## The request
Rewrite everything from the line with "Q. Point out the yellow blossom" down to the line with "pixel 266 44" in the records below, replacing "yellow blossom" with "golden flower" and keeping all else the same. Omit the pictures.

## Data rows
......
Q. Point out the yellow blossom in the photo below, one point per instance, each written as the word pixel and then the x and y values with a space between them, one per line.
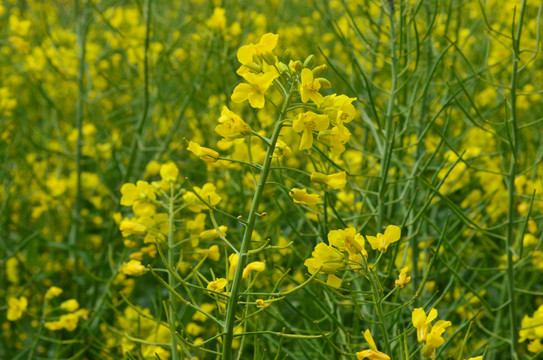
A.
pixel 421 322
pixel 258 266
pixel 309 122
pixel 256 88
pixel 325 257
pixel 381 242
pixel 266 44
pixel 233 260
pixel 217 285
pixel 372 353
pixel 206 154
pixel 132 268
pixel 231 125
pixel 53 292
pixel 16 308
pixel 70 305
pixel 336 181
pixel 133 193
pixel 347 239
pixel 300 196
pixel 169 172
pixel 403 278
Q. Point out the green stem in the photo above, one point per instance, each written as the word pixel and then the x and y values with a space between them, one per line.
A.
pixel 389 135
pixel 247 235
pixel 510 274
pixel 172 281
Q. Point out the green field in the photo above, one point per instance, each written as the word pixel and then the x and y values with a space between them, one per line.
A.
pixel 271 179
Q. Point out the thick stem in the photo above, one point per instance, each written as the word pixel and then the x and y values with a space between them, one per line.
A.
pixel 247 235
......
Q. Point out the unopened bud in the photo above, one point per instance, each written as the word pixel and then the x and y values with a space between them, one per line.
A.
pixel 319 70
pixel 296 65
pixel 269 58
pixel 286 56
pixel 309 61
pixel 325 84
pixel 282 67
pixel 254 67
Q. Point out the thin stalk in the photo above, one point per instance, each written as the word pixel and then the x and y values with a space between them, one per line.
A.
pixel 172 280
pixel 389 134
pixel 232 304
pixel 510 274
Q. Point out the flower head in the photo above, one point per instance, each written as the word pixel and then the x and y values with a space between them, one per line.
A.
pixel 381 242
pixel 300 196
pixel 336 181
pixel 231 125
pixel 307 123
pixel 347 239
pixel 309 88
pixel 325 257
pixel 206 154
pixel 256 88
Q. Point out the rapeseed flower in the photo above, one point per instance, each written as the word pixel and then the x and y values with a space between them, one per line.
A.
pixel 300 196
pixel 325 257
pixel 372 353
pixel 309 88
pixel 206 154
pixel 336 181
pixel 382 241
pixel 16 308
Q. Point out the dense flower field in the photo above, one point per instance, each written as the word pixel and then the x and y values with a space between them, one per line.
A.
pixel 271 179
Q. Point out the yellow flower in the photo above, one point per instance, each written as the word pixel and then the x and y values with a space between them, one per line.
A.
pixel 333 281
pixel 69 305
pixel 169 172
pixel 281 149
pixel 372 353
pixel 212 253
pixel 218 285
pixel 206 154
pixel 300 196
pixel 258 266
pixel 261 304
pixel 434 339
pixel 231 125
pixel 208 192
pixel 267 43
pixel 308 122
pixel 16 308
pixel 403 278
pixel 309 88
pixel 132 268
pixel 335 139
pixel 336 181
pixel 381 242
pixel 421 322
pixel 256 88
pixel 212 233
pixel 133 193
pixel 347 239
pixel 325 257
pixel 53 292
......
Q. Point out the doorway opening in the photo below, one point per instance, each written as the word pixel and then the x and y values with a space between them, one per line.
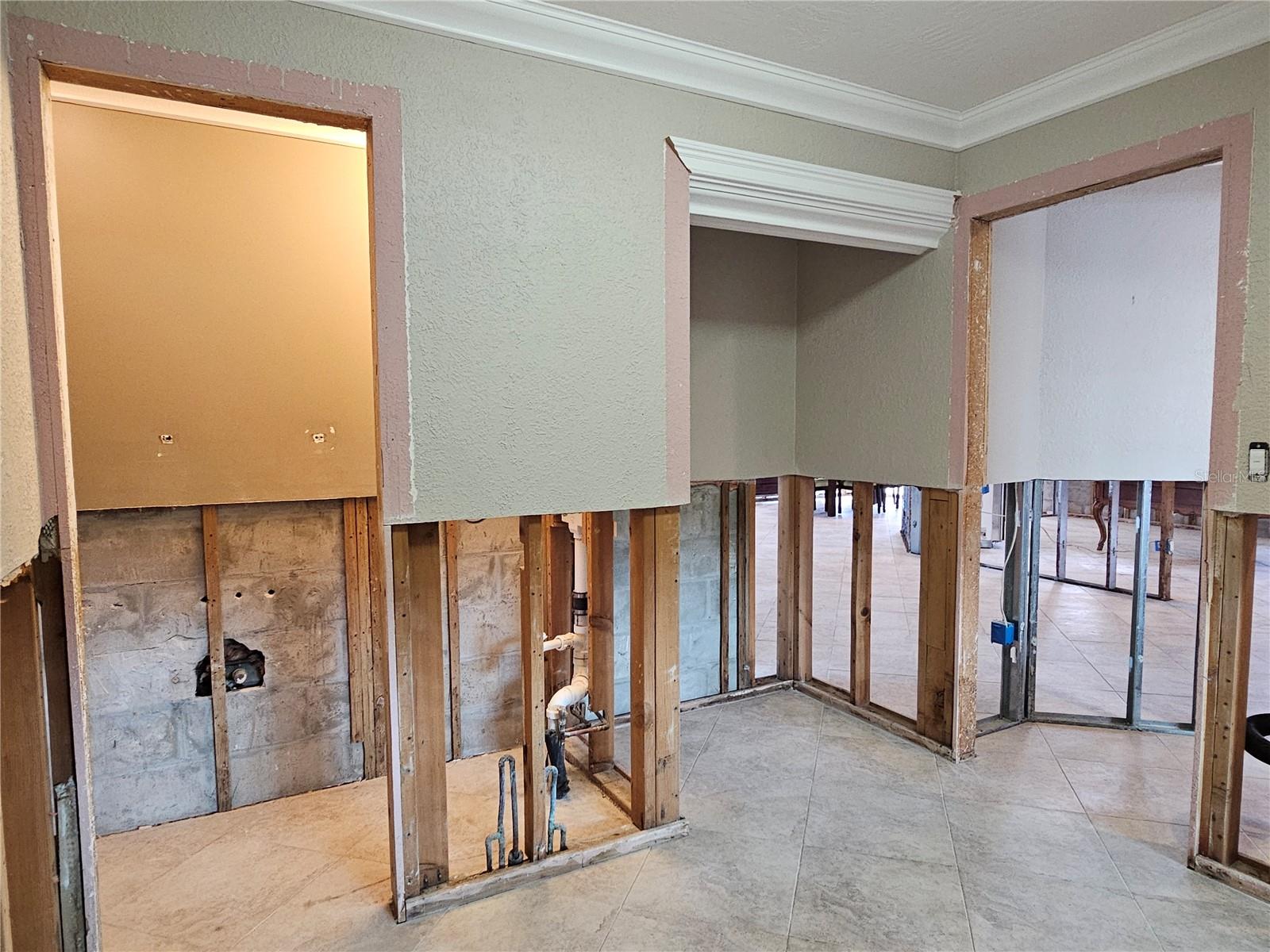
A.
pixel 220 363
......
## Task response
Q. Point out the golden flower in the photo below, one point per instance, each written as the word pixel and then the x and y values with a space between them, one per line.
A.
pixel 421 322
pixel 258 266
pixel 309 122
pixel 256 88
pixel 325 257
pixel 381 242
pixel 266 44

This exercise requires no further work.